[Task to carry out]
Pictures in the data below are not part of the copy; transcribe everything else exactly.

[Excerpts from point annotation data]
## Start

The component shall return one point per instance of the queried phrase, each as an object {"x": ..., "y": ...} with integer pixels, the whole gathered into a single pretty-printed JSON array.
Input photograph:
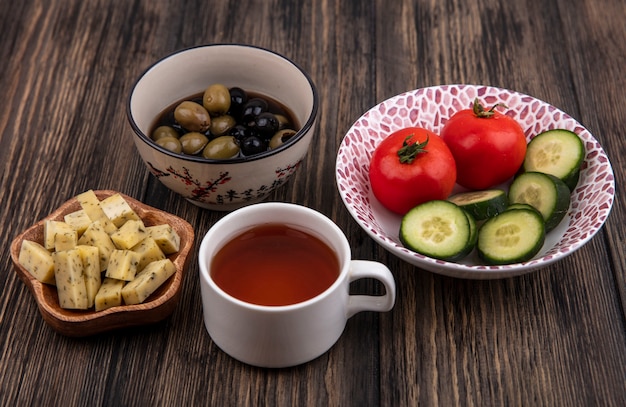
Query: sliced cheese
[
  {"x": 58, "y": 235},
  {"x": 122, "y": 265},
  {"x": 68, "y": 270},
  {"x": 118, "y": 210},
  {"x": 90, "y": 256},
  {"x": 147, "y": 281},
  {"x": 38, "y": 261},
  {"x": 91, "y": 205},
  {"x": 110, "y": 294},
  {"x": 131, "y": 233},
  {"x": 148, "y": 251},
  {"x": 166, "y": 237},
  {"x": 95, "y": 235},
  {"x": 78, "y": 220}
]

## End

[Exercise answer]
The component shall return one point per instance of the queried phrase, each as an object {"x": ..., "y": ...} with integer pixels, the whole gathered into a single pretty-printed JSON array.
Input photograph:
Query: sliced cheese
[
  {"x": 58, "y": 235},
  {"x": 122, "y": 265},
  {"x": 68, "y": 270},
  {"x": 118, "y": 210},
  {"x": 90, "y": 256},
  {"x": 147, "y": 281},
  {"x": 38, "y": 261},
  {"x": 91, "y": 205},
  {"x": 110, "y": 294},
  {"x": 131, "y": 233},
  {"x": 148, "y": 251},
  {"x": 166, "y": 237},
  {"x": 95, "y": 235},
  {"x": 78, "y": 220}
]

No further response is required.